PROBLEM TO WORK ON - Pick out every line below that contains the word "wearing", copying each one in full. Letter case counts when matching.

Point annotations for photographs
- - -
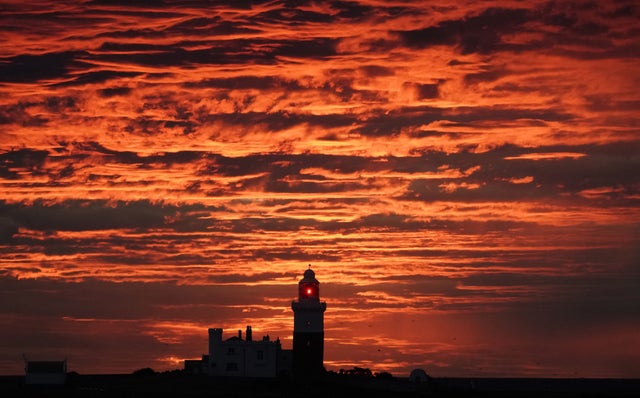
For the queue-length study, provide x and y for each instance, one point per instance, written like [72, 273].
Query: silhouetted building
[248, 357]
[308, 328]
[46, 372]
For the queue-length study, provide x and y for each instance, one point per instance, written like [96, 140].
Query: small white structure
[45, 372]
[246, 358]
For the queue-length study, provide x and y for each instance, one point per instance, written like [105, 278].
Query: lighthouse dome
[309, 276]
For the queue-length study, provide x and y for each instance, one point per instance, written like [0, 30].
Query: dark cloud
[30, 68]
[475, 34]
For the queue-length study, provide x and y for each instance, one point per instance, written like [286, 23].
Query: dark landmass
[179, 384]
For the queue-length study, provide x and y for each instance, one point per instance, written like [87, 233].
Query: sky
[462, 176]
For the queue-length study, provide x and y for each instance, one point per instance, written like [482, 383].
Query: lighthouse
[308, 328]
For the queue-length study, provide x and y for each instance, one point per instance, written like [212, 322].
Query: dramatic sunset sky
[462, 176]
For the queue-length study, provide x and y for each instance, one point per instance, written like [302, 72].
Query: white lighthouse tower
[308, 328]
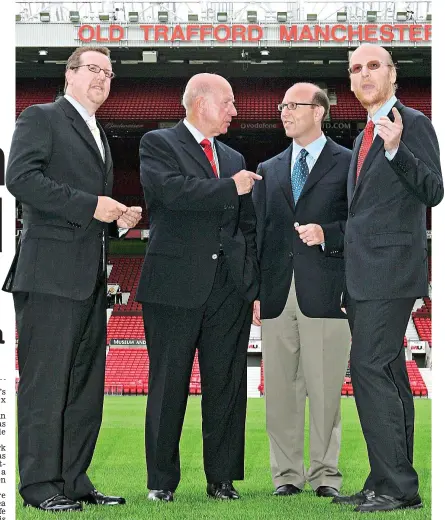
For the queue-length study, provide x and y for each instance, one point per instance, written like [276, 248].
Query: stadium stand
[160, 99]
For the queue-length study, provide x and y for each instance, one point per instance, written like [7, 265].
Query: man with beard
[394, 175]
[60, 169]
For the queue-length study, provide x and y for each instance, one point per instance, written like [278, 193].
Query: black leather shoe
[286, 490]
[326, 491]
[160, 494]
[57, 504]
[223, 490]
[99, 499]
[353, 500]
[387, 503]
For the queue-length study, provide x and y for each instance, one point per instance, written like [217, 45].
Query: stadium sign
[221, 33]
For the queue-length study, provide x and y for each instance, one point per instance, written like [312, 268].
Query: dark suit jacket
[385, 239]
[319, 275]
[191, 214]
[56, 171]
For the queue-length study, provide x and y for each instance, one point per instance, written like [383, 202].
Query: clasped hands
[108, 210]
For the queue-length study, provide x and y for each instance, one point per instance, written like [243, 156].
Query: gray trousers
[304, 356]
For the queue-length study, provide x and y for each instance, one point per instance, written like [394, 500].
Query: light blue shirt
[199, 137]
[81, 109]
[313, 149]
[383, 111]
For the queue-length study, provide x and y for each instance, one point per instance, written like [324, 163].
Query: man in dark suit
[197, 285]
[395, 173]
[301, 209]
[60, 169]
- - -
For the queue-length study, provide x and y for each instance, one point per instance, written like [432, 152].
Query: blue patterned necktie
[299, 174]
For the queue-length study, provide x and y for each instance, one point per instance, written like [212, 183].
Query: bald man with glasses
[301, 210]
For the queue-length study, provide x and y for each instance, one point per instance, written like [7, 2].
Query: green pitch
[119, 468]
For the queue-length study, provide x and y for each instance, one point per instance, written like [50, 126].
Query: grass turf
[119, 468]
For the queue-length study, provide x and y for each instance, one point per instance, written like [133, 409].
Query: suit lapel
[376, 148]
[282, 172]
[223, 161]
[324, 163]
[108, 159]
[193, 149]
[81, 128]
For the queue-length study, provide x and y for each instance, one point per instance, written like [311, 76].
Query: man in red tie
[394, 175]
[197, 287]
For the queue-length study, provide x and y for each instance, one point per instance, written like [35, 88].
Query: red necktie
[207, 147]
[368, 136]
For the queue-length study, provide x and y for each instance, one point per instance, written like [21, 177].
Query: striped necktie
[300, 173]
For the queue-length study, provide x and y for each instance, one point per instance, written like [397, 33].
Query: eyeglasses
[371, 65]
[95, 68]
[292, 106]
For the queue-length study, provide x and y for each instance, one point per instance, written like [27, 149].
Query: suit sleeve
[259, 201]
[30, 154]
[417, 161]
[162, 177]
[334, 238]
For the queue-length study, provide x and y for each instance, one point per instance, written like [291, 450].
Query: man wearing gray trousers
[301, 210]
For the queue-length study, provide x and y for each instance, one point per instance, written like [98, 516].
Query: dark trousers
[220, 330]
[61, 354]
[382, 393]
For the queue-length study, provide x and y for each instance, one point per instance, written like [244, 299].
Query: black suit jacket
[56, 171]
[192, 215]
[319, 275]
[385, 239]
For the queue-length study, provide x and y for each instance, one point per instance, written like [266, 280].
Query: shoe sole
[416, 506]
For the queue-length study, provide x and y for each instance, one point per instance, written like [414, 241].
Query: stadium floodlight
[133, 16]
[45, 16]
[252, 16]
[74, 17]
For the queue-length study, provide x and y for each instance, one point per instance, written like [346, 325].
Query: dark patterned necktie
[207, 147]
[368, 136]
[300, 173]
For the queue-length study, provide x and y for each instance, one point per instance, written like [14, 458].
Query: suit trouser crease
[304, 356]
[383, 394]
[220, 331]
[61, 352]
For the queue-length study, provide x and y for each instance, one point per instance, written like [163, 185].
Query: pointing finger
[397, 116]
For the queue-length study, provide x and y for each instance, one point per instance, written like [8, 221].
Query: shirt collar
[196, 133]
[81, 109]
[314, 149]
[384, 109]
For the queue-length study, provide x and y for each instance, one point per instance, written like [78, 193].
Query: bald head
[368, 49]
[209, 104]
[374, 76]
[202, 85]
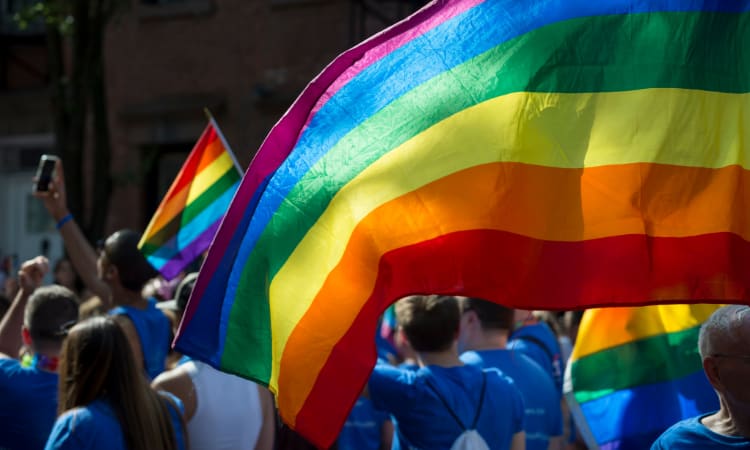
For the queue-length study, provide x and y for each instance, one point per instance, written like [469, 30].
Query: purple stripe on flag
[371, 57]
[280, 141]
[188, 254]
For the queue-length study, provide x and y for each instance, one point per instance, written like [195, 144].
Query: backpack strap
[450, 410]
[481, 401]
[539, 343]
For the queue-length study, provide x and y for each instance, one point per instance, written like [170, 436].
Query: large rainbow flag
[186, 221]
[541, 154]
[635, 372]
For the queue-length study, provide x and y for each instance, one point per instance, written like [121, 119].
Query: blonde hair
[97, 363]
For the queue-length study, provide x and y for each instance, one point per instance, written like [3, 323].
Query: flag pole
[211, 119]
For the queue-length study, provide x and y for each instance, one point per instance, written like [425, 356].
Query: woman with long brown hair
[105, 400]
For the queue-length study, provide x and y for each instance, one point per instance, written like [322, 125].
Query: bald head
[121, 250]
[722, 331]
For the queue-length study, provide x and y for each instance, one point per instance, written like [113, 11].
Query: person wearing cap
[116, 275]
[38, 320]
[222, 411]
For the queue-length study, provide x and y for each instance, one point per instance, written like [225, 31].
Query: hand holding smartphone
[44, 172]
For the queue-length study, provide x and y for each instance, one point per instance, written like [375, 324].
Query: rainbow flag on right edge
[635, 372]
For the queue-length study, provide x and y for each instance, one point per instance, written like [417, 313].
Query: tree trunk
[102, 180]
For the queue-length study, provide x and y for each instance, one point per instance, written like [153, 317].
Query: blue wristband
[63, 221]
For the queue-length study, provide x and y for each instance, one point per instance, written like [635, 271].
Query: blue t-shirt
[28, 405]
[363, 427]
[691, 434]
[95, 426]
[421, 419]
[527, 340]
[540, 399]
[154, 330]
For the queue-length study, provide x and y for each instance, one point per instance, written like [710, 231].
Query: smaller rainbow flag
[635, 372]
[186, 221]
- - -
SOLUTION -
Query: man wearing gray trousers
Query: person wearing cap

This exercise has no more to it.